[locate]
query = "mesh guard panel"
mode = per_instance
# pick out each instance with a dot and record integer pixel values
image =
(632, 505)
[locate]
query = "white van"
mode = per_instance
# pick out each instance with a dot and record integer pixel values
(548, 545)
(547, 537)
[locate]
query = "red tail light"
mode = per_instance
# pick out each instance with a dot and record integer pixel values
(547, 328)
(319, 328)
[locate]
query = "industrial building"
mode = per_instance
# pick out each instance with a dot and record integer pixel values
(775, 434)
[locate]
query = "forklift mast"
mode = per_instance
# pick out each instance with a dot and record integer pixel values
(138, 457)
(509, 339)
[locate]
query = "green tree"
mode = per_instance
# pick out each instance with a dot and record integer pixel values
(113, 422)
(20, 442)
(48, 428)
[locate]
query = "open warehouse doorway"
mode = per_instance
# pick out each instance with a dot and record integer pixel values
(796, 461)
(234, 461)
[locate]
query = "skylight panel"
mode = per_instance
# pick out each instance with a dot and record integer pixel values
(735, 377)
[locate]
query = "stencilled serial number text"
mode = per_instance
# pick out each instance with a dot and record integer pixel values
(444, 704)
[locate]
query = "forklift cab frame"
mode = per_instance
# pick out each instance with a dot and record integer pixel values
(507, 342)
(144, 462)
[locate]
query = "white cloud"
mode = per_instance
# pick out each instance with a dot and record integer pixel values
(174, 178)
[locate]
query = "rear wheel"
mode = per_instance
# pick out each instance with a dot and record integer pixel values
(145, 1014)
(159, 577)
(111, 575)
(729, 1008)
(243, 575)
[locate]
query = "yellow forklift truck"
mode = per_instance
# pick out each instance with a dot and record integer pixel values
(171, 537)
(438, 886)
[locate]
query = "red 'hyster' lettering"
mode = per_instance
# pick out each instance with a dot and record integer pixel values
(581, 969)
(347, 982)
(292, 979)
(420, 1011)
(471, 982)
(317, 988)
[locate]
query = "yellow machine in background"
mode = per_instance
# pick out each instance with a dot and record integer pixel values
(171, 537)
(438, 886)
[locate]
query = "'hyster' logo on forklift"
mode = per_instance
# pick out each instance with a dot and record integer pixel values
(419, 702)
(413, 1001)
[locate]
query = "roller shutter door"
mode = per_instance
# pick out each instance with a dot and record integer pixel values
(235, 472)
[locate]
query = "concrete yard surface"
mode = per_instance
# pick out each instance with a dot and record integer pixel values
______
■ EXERCISE INSTRUCTIONS: Say how many lines in the listing above hold "yellow". Give the number only.

■ OUTPUT FOR THIS TASK: 2